▶ GIVEN PROBLEM
Give the material from its start through the line holding "669, 618, 705, 694", inclusive, as a two-column CSV with the header input,output. Each row should hold one input text and its answer, each in a single quoted field with line breaks turned into spaces, and the pictures should be left out.

▶ DATA FOR THE TASK
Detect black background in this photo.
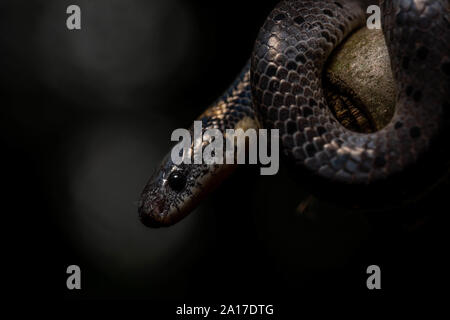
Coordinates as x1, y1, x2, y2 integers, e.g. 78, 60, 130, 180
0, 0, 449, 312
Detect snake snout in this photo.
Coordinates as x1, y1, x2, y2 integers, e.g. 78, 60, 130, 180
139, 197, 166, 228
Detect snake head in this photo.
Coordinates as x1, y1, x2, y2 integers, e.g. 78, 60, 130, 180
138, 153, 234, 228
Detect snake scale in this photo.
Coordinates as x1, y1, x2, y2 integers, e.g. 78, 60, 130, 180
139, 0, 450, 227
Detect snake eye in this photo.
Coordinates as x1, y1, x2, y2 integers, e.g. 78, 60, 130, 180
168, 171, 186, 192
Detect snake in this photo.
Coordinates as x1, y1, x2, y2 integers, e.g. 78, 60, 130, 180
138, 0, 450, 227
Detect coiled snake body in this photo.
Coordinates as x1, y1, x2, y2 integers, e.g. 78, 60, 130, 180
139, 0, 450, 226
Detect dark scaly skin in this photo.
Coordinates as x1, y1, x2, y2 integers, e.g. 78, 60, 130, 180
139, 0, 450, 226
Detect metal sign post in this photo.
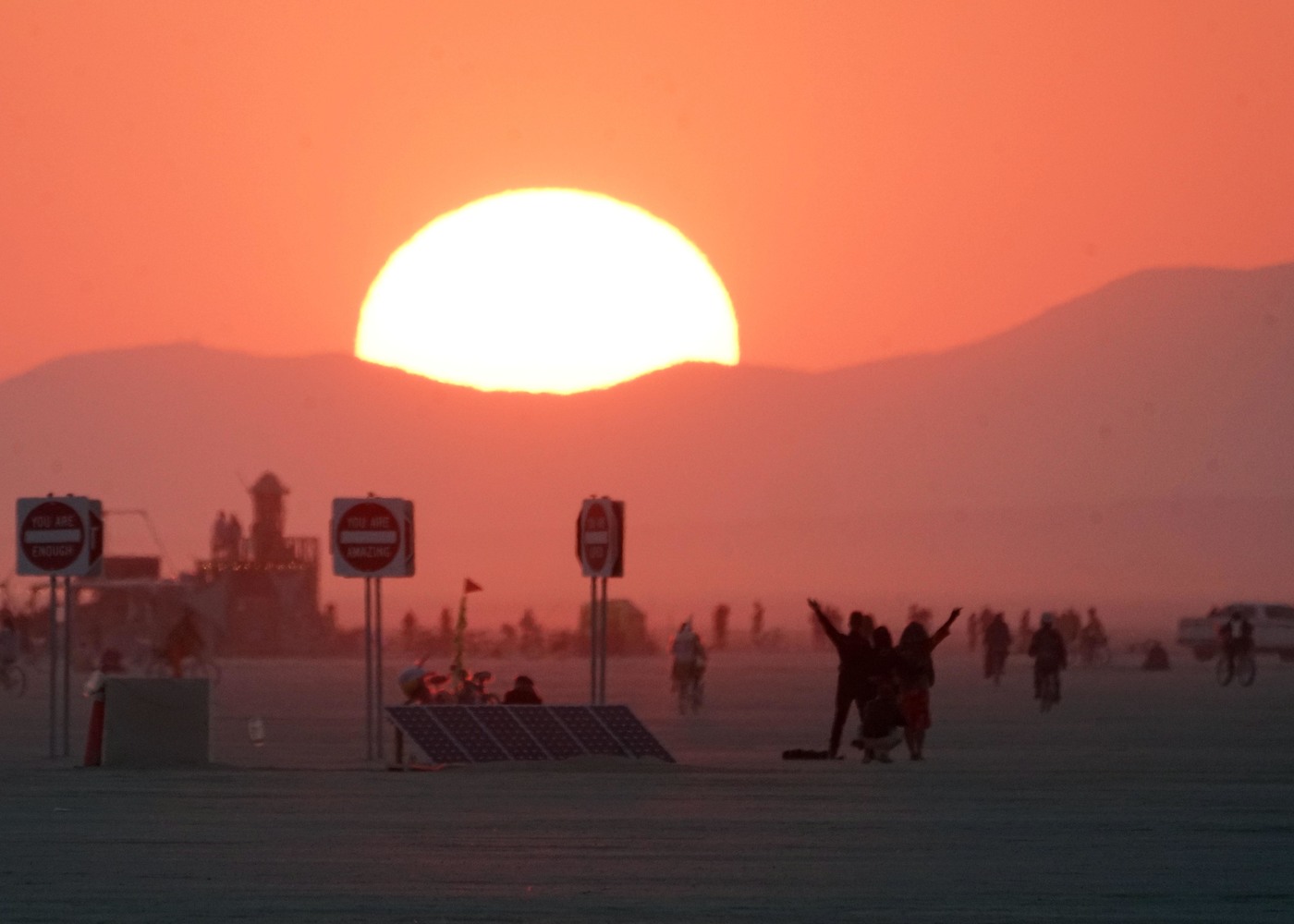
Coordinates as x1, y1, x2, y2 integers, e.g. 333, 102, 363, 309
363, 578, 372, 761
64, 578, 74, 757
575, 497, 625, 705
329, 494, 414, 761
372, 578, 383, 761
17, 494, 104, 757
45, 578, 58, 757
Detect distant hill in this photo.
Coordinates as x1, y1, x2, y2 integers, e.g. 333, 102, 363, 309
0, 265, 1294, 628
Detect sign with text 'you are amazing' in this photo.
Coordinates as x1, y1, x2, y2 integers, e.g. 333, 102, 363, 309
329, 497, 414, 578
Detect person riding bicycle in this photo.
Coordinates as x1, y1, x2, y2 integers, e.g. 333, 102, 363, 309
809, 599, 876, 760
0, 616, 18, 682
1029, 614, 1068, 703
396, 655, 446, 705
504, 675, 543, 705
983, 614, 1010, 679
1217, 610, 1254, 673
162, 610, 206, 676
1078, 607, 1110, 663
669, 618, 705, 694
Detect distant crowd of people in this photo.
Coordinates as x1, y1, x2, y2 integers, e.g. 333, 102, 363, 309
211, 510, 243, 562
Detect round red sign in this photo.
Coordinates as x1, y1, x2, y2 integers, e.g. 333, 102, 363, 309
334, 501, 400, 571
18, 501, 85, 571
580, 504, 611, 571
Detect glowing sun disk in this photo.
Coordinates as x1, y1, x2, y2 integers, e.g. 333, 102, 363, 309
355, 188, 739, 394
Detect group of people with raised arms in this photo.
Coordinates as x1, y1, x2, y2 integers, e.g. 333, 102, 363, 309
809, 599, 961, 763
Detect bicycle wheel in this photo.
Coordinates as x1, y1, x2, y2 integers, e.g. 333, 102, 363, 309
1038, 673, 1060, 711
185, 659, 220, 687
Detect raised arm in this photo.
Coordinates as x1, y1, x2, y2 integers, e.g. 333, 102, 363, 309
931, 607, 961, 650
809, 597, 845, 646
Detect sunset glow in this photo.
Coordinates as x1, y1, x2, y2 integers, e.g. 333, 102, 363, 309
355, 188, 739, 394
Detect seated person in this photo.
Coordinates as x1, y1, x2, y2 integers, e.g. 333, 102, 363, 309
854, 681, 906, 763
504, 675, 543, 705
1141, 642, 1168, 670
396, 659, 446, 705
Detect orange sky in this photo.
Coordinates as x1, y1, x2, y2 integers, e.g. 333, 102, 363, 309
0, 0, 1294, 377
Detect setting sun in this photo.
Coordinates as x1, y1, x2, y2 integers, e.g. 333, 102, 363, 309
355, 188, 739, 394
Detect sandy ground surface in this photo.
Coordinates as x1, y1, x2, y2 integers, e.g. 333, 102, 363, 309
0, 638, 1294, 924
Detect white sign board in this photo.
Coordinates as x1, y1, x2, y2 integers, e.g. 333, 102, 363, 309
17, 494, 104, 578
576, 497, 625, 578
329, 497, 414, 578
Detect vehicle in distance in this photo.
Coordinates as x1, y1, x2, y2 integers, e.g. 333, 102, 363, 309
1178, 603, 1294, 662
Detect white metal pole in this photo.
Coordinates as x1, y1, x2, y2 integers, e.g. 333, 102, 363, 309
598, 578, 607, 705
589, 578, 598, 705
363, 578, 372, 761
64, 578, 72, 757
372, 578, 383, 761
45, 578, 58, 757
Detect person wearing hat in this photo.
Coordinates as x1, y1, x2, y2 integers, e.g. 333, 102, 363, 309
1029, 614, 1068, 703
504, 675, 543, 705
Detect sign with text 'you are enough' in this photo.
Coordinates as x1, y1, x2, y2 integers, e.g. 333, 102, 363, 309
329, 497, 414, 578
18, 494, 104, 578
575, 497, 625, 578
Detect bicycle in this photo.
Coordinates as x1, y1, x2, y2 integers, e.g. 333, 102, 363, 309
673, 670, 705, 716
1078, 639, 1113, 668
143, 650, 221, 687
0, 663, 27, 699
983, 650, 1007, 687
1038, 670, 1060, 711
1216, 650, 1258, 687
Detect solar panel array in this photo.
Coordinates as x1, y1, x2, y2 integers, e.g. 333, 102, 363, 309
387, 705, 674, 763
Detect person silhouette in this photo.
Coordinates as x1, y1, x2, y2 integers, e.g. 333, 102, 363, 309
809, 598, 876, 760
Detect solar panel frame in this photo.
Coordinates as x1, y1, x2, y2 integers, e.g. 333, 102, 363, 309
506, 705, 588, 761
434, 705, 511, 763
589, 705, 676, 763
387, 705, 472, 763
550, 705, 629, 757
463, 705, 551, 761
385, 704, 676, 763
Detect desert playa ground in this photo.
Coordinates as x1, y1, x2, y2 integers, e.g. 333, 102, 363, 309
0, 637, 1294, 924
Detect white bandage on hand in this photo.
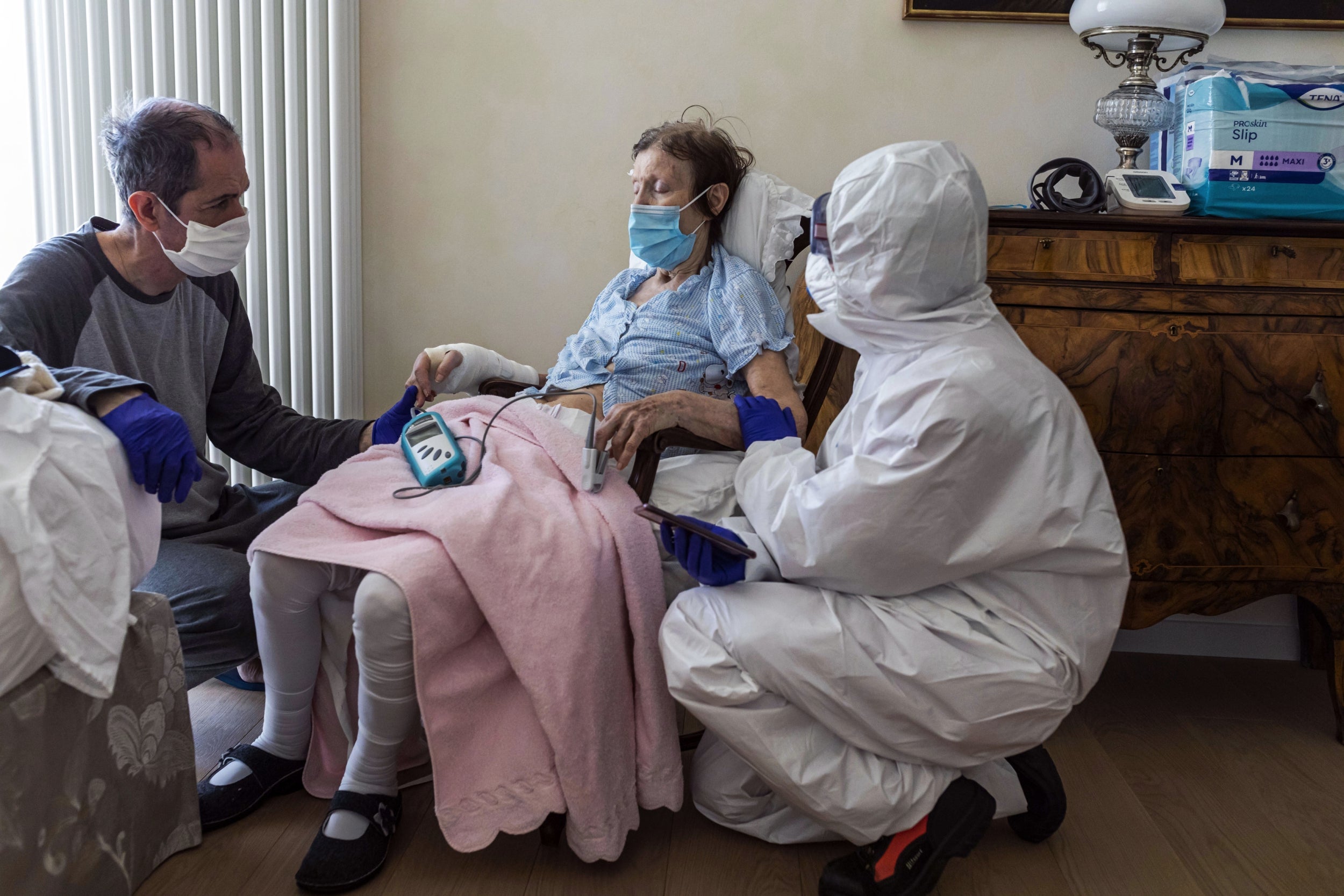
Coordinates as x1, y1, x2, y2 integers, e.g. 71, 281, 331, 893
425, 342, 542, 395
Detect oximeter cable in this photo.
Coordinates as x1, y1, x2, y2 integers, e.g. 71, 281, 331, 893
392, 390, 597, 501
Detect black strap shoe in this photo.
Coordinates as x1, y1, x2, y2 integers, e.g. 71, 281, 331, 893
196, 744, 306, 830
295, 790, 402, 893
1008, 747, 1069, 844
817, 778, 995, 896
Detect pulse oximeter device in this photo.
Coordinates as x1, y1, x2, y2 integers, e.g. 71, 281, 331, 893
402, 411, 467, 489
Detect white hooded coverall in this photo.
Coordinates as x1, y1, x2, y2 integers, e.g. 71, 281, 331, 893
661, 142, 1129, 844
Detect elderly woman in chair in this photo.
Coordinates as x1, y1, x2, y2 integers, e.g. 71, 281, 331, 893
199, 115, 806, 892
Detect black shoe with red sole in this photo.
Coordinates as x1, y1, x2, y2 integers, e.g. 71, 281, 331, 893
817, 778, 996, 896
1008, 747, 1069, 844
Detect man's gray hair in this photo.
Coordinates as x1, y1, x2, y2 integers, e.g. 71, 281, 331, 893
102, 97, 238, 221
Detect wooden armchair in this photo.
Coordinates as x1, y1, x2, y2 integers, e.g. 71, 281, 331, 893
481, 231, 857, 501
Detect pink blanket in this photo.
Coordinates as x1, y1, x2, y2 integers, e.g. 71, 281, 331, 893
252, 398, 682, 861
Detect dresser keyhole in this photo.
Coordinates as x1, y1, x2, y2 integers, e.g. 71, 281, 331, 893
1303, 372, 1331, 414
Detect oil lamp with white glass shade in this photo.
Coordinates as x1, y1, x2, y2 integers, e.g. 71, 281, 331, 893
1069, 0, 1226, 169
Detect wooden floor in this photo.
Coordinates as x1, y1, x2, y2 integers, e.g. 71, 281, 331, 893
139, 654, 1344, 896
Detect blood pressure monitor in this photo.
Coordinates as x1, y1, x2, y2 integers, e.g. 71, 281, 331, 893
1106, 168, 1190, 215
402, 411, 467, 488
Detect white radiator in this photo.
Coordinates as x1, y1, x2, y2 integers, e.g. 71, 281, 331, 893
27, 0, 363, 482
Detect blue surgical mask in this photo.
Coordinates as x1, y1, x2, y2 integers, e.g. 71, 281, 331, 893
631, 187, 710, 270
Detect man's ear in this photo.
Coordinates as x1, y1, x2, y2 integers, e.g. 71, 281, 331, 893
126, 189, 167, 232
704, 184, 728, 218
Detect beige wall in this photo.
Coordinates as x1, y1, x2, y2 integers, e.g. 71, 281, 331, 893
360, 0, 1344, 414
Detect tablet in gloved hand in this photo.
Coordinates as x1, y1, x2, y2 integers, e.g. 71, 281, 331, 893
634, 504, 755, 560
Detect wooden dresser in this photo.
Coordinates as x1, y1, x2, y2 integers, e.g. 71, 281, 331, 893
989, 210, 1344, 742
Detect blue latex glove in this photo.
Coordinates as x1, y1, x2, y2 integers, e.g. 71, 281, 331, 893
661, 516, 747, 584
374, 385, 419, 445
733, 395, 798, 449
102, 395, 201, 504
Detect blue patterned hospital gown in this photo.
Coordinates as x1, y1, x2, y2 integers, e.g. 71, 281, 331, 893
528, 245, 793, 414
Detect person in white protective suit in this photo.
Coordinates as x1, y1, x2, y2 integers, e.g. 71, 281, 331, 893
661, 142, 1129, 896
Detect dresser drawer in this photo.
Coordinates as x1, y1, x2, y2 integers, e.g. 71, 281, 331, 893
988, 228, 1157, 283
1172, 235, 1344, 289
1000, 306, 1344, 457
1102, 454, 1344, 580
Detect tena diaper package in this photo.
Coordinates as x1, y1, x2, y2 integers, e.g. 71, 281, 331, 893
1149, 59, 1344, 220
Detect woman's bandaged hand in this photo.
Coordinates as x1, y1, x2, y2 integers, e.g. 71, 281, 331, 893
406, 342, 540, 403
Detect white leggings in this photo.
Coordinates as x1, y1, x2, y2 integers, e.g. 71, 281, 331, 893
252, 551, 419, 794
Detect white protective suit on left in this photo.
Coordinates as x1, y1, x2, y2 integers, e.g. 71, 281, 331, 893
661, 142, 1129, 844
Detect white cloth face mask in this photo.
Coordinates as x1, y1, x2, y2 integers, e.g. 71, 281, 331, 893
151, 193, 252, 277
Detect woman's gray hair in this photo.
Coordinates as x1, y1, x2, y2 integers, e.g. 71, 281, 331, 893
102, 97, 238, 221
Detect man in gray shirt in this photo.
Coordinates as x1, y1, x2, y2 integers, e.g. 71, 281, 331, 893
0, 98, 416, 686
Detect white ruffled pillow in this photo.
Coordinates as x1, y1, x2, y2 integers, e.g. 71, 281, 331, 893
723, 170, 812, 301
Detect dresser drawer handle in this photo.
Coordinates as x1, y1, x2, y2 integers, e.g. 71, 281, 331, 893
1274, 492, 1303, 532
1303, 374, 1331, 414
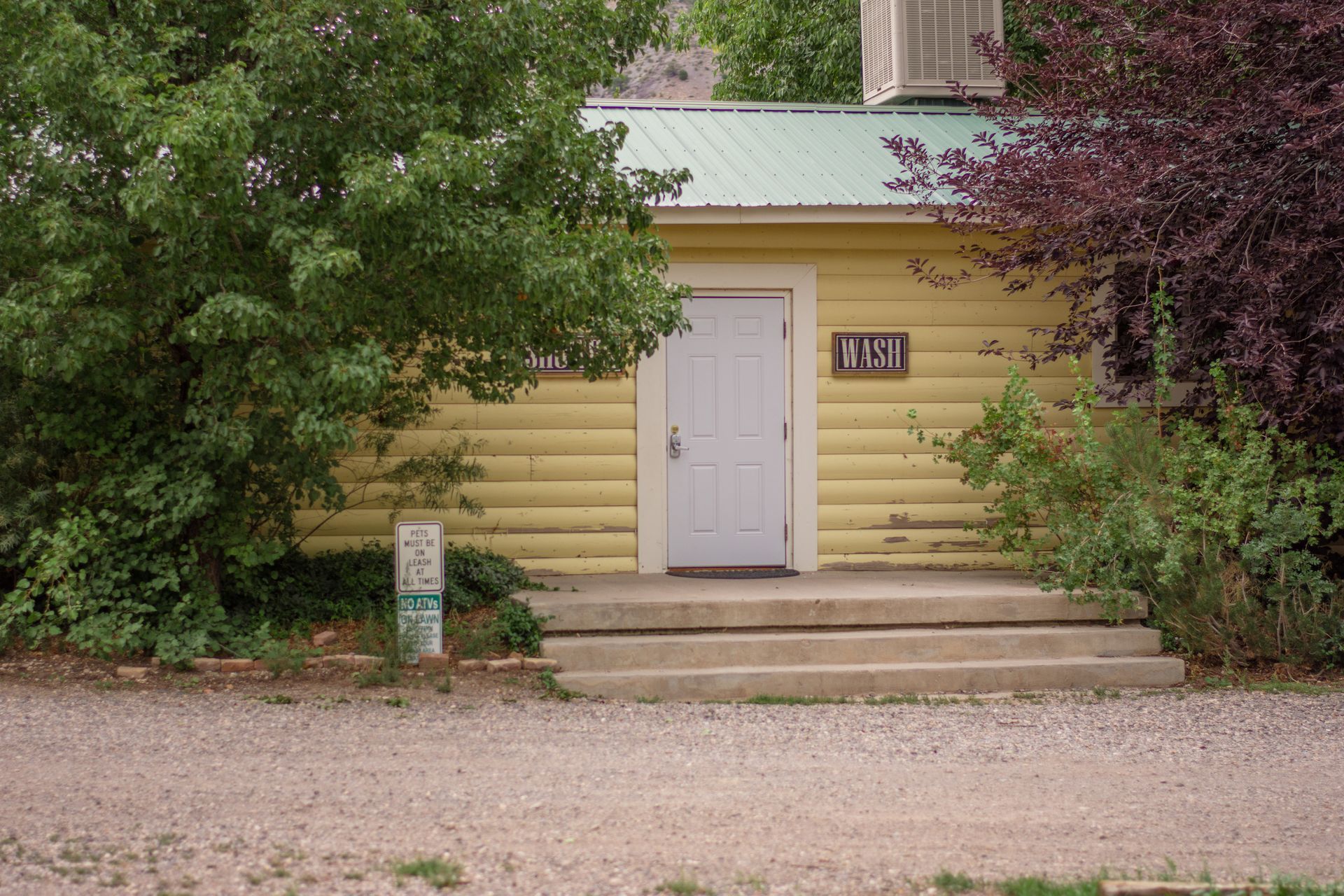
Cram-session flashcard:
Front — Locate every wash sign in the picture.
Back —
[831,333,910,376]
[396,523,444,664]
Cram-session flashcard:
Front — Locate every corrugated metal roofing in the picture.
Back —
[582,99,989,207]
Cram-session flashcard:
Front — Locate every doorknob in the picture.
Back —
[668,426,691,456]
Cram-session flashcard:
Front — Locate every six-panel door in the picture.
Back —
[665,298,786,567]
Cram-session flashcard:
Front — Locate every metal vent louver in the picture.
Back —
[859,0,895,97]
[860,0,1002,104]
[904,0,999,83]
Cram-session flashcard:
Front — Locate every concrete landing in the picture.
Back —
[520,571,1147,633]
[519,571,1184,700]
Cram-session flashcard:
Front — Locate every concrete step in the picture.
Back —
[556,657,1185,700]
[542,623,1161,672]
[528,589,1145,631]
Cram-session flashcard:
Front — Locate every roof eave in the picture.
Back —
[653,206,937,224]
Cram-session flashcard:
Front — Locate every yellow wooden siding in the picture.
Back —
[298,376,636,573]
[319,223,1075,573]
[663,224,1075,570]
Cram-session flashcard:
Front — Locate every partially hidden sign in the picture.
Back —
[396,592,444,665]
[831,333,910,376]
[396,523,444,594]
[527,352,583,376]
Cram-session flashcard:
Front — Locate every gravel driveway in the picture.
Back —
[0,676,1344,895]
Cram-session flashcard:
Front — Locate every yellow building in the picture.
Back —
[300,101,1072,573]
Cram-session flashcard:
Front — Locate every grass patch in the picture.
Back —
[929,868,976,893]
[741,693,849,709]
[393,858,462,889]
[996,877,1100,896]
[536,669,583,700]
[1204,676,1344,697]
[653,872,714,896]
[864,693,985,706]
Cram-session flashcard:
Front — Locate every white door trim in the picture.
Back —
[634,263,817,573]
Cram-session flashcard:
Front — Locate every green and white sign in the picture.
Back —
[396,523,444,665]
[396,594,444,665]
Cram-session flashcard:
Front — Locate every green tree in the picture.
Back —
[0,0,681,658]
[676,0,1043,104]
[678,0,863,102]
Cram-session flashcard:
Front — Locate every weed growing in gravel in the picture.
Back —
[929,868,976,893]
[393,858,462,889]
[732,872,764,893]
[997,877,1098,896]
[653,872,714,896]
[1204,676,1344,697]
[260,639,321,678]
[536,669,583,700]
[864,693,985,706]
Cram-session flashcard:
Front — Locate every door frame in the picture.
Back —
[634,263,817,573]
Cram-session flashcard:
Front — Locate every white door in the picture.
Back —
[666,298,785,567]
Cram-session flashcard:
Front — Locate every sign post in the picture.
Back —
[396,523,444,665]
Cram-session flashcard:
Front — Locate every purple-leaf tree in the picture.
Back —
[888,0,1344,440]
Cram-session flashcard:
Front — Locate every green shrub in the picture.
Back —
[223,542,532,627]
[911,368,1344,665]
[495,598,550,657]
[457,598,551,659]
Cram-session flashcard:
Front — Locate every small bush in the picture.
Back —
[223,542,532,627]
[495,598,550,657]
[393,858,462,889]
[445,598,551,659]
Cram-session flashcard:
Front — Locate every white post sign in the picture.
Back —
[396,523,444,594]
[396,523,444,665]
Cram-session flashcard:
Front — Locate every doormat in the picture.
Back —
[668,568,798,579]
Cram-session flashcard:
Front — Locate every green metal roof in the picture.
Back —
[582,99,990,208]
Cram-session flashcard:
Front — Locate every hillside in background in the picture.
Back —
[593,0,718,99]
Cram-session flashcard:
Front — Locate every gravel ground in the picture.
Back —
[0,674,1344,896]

▶ TASK ANSWER
input,output
"Detect black background in this photo. Coordinates as x1, y1, x2, y2 integers, e.g. 78, 60, 130, 180","0, 0, 449, 312"
"Detect snake snout in this photo. Coordinates as x1, y1, x2, y2 integers, e.g. 78, 60, 130, 180","139, 197, 166, 228"
"Detect snake head in this photo. Coordinates as x1, y1, x2, y2 integers, e.g. 78, 60, 130, 180","138, 153, 234, 228"
"Detect snake scale in this photo. Coordinates as x1, y1, x2, y2 integers, e.g. 78, 60, 130, 180","139, 0, 450, 227"
"Detect snake eye in this photo. Coordinates as x1, y1, x2, y2 integers, e.g. 78, 60, 130, 180","168, 171, 186, 192"
"Detect snake in this photo. Coordinates as x1, y1, x2, y2 integers, e.g. 78, 60, 130, 180","138, 0, 450, 227"
"Detect coiled snake body in this photo. Coordinates as x1, y1, x2, y2 integers, e.g. 78, 60, 130, 180","139, 0, 450, 226"
"Detect dark scaly skin in this photo. Coordinates as x1, y1, x2, y2 integers, e.g. 78, 60, 130, 180","139, 0, 450, 226"
"Detect metal sign post in this photo. Coordinates as x1, y1, x2, y2 integers, e.g. 333, 102, 363, 309","363, 578, 372, 761 64, 578, 74, 757 575, 497, 625, 705 329, 494, 414, 761 372, 578, 383, 761 17, 494, 104, 757 45, 578, 58, 757"
"Detect distant hill in this photo. Coordinates as x1, y1, x2, y2 integers, e.g. 333, 102, 363, 309","0, 265, 1294, 628"
"Detect sign with text 'you are amazing' in this photo. Coordinates as x1, y1, x2, y2 integers, e.g. 333, 102, 363, 309","329, 497, 414, 578"
"Detect person riding bicycle in this photo. Coordinates as x1, y1, x2, y2 integers, e.g. 333, 102, 363, 309","809, 599, 876, 760 0, 616, 18, 682 1029, 614, 1068, 703 396, 655, 446, 705 504, 675, 543, 705 983, 614, 1010, 679 1217, 610, 1254, 673 162, 610, 206, 676 1078, 607, 1110, 663 669, 618, 705, 694"